→ **Problem description**:
Start to finish, print the data below exactly, without the images.

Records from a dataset
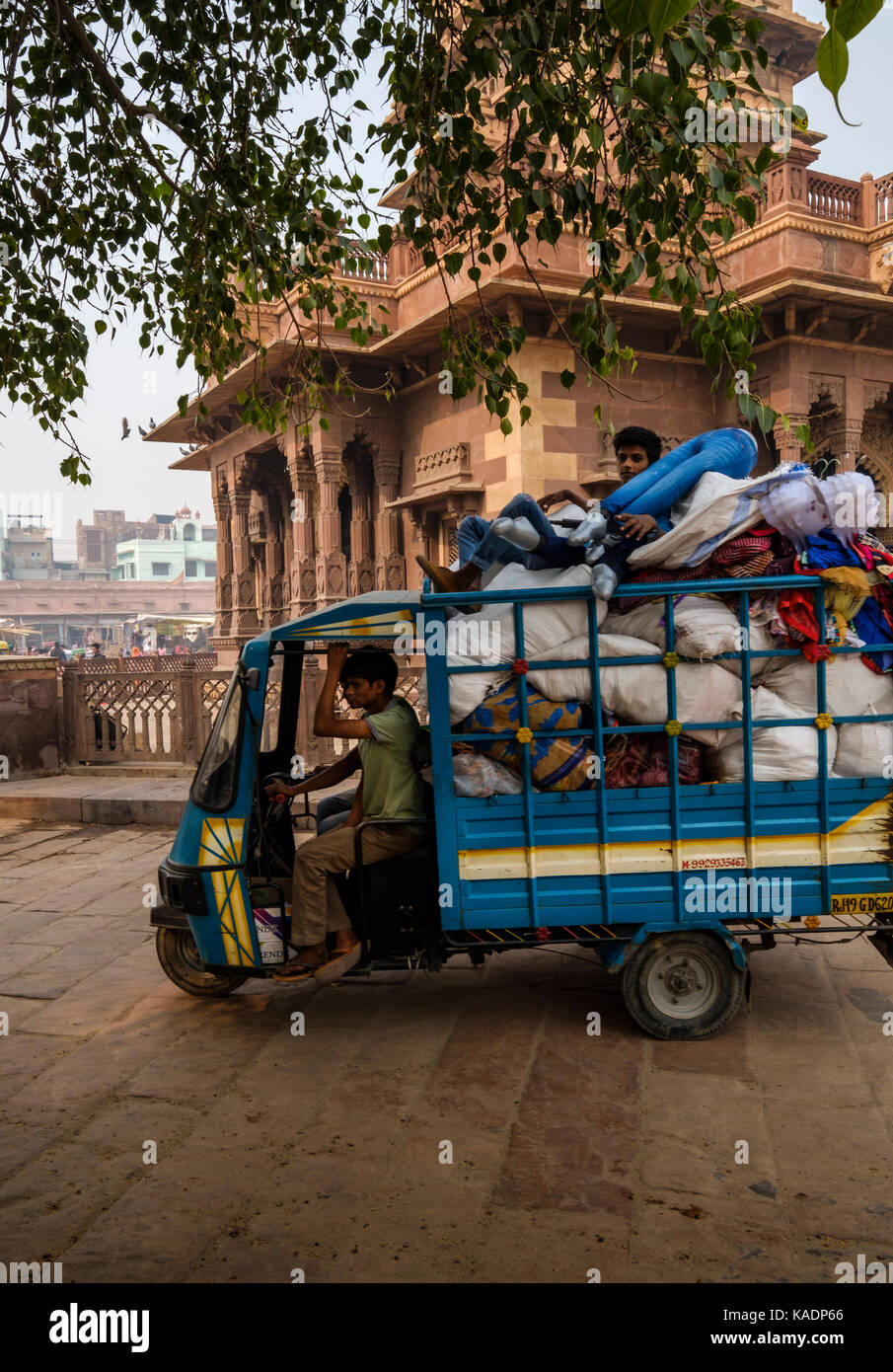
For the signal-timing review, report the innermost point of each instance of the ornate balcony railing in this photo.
(833, 197)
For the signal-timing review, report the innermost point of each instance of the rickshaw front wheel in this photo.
(682, 985)
(182, 962)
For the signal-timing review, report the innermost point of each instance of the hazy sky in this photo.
(133, 475)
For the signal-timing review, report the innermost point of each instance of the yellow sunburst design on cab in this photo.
(221, 841)
(234, 921)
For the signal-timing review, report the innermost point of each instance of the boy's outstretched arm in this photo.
(326, 722)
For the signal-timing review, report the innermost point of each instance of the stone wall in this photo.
(31, 720)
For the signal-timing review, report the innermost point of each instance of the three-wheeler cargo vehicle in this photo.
(607, 869)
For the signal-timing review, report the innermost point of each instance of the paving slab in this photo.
(464, 1128)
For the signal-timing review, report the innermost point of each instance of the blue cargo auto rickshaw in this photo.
(600, 868)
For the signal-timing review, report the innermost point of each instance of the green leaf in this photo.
(832, 63)
(665, 14)
(628, 17)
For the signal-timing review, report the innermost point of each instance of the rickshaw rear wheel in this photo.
(682, 985)
(180, 960)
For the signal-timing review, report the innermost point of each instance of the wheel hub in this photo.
(682, 985)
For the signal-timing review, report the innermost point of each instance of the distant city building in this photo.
(27, 553)
(178, 548)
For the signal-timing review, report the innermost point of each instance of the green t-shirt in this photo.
(391, 787)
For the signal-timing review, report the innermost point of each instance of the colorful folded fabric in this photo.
(556, 763)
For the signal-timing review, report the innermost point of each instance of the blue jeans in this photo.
(665, 482)
(484, 548)
(334, 809)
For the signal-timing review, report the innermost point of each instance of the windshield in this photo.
(214, 785)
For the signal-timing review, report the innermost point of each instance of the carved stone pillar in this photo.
(331, 560)
(361, 573)
(245, 615)
(390, 562)
(222, 584)
(844, 440)
(299, 538)
(278, 552)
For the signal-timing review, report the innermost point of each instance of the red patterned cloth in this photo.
(643, 760)
(748, 555)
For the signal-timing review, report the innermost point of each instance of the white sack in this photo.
(706, 627)
(778, 753)
(636, 695)
(863, 749)
(719, 509)
(546, 626)
(642, 622)
(575, 682)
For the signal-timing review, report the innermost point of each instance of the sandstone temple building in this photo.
(302, 523)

→ **Output of the task**:
For the signal-timing review, report the innermost point of each instance of the ornate balcony railing in this photo.
(833, 197)
For the signal-timing review, report the innermost point of each instance of the rickshaw front wheel in this photo.
(682, 985)
(182, 962)
For the signal-timing review, report the innermost point of each instance of the hazy sky in this photo.
(133, 475)
For the signal-timing review, report the innermost point of each instance of the yellow sunburst design on cab in this photo.
(221, 841)
(234, 921)
For the signal-timing review, report the innermost point of each instance of the boy's outstretched arm in this photo.
(326, 722)
For the signal-timing review, report the innermost point of each instance of the stone wall in this photo.
(31, 720)
For the signal-timing review, report the innermost point of each instance of the three-wheeler cargo vehicle in this photo.
(607, 869)
For the signal-timing review, report the innermost point of each instance of the paving slab in this photo.
(464, 1128)
For the signal-timing review, report the innermost point of each instance of the blue cargo auto rickshaw in this photo.
(600, 868)
For the signal-timing review, report the innermost point of each instance of the green leaf in this photo.
(832, 63)
(665, 14)
(628, 17)
For the signal-timing review, report the innermost point of each instance of the rickshaw rear wheel in this photo.
(682, 985)
(180, 960)
For the signal-timing review, report the innermost point of each instance of the wheel hub in this photo.
(682, 985)
For the signal-timing review, report the innermost point of each instance of the distant city building in this photo.
(27, 553)
(178, 548)
For the signal-timing review, report the innermost point of each instance of the green t-shirt in this photo.
(391, 787)
For the signal-timing review, report the innermost point of each instance of the colorful folded fabric in this photo.
(556, 763)
For the signal-timing review, report the innermost point of each instance of the blue jeans in this photo.
(665, 482)
(484, 548)
(334, 809)
For the signal-timing review, report the innermost point of each instance of the windshield in this photo.
(214, 785)
For the signal-timing review, report the innermost point of each instance of the carved stone pillar in this photo.
(331, 560)
(361, 573)
(245, 615)
(390, 562)
(222, 584)
(844, 440)
(299, 538)
(278, 552)
For the signal-timing review, report the innermost point of each instance of the red patterned cloth in this photo.
(643, 760)
(748, 555)
For the signal-timing review, report the innermost point of each instance of the white sack in this photo.
(706, 627)
(778, 753)
(636, 695)
(863, 749)
(719, 509)
(546, 626)
(642, 622)
(575, 682)
For the signal-timing review, report the innermost point of each instance of the sandstone temple building in this photo.
(302, 523)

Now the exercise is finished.